**Text for analysis**
[Start of Attachment]

Date:  Sat, 9 Sep 2006 18:14:58 -0400
From:  "Brian N. Smith" <brian (at mark) nuonce.net>
Subject:  [coba-e:06809] Re: /TMP Directory
To:  <coba-e (at mark) bluequartz.org>
Message-Id:  <007f01c6d45d$635f8810$1e64a8c0@moe>
References:  <002701c6d450$c0c58480$6400a8c0@YOUR4105E587B6>
X-Mail-Count: 06809

> just want to make sure the /TMP security is enabled where files 
> can't be run
> there.  While I don't think the DDOS attack was successful in 
> running the
> script, it was successful in shutting down the serer due to MySQL 
> becoming

[root@bq1 ~]# mount | grep "/tmp"

[End of Attachment]

[Stored items]
[Start of Attachment]

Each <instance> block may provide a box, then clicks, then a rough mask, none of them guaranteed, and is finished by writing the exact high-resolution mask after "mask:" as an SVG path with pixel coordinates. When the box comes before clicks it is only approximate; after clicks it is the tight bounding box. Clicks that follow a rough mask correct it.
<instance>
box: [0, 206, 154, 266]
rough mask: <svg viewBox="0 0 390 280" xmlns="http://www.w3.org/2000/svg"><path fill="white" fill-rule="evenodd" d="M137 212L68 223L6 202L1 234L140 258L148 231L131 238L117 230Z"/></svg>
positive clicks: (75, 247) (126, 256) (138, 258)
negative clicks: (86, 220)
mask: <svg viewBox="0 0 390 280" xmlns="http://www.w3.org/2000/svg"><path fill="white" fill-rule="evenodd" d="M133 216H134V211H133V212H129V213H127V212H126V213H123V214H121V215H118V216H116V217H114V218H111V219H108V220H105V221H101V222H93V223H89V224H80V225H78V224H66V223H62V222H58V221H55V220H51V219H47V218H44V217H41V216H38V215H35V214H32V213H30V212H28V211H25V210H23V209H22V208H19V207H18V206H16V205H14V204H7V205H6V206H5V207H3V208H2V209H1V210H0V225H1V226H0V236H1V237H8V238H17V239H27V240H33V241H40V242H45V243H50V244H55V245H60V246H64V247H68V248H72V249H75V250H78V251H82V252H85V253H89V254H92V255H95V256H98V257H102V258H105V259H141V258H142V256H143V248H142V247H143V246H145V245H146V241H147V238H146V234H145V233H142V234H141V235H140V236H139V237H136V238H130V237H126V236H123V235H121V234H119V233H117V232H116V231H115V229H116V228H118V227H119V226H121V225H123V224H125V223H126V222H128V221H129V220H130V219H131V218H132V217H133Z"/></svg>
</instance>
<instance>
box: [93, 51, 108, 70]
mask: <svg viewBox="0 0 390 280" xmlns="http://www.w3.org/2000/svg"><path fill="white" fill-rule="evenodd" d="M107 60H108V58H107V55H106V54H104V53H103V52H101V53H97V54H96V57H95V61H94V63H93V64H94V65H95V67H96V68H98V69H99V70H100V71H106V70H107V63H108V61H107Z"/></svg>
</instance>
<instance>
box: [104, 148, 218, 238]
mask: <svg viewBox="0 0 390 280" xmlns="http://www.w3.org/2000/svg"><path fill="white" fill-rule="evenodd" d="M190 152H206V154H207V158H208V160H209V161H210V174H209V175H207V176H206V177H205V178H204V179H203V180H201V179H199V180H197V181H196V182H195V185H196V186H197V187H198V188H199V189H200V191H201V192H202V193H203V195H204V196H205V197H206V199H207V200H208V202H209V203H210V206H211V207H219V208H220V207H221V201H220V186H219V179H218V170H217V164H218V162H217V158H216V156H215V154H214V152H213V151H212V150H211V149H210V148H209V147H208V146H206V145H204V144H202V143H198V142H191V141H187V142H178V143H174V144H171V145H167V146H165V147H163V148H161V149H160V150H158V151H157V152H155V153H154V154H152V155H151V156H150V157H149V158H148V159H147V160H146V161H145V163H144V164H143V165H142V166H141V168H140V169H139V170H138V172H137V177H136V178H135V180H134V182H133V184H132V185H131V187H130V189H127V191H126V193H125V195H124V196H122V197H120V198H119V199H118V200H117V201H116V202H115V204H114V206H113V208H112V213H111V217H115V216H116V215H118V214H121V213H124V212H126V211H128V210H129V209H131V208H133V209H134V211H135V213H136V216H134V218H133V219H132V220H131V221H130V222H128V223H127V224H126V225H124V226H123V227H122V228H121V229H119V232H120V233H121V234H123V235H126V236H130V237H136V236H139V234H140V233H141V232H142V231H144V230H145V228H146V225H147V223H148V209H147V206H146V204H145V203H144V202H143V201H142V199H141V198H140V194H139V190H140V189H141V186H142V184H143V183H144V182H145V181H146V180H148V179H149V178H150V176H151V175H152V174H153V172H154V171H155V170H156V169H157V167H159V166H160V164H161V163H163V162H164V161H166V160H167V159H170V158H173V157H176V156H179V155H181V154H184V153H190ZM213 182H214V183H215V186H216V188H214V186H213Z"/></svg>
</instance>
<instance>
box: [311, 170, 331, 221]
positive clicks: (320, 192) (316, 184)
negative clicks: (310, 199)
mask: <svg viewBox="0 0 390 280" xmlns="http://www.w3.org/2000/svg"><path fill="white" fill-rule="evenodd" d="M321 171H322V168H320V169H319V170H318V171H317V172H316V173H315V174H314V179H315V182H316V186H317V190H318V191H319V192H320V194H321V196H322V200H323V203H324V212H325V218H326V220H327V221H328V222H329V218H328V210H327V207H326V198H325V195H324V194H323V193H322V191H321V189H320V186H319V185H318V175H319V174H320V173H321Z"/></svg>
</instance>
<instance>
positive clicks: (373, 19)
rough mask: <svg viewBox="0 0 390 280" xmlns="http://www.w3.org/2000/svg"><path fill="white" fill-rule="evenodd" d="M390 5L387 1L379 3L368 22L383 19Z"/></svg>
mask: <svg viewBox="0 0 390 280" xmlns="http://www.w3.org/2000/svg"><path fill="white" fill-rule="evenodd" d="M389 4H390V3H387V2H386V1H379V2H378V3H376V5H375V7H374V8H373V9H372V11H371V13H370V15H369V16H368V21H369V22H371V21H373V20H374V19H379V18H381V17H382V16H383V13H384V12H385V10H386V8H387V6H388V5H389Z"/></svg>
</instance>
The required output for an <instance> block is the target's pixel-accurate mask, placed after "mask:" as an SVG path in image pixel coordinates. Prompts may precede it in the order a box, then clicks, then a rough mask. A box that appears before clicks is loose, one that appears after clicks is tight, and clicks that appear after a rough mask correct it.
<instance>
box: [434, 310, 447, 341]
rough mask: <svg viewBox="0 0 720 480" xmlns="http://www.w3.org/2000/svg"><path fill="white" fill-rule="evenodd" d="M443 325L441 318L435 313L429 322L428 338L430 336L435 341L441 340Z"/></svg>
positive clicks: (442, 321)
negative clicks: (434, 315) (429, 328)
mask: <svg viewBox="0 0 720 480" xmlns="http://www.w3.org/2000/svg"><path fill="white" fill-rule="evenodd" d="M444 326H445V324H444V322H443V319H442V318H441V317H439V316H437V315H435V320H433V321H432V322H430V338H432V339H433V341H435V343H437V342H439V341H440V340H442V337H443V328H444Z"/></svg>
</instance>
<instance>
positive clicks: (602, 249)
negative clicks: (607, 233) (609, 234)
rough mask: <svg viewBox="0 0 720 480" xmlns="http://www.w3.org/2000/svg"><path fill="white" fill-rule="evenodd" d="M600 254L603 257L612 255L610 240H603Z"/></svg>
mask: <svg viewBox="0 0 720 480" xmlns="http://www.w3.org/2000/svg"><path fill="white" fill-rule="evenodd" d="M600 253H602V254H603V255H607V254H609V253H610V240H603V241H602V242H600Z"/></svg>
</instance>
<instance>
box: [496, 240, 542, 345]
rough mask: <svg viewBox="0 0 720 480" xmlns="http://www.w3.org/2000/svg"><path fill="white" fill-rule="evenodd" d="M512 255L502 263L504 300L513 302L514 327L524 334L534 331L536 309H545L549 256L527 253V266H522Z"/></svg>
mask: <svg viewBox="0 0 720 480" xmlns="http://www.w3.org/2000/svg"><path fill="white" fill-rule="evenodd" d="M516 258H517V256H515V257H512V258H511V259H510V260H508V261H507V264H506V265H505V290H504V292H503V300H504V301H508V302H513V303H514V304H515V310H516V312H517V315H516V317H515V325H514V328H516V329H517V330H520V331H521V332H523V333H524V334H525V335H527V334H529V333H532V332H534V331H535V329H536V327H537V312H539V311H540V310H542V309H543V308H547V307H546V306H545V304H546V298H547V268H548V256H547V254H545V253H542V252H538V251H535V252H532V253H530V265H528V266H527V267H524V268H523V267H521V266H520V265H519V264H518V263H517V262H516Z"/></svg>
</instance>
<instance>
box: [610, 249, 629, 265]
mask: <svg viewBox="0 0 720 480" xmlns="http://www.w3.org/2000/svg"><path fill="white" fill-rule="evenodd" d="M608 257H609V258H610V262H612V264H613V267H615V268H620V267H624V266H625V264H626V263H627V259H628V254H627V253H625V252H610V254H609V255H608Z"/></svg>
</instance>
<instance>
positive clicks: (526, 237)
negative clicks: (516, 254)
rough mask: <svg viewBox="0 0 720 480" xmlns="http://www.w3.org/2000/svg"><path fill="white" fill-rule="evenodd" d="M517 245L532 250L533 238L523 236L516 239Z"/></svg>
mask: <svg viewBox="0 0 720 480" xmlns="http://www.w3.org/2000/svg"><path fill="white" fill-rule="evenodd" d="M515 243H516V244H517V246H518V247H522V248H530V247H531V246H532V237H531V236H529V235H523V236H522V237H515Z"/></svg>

[End of Attachment]

**What you should do**
Take the mailing list reply about /tmp directory security further, beginning right after the mount command on its last line. This material stands apart from the mailing list reply about /tmp security.

**Written response**
/dev/md2 on /tmp type ext3 (rw,noexec,nosuid)

If your output looks like mine, your good.  Your looking for

(rw,noexec,nosuid)

If it isn't there, you can do this;

# Remount /tmp to be non-executable!
/usr/bin/perl -pi -e "if (/\/tmp/) { s/defaults/noexec,nosuid,rw/ }" 
/etc/fstab
/bin/mount -o remount /tmp

Thanks!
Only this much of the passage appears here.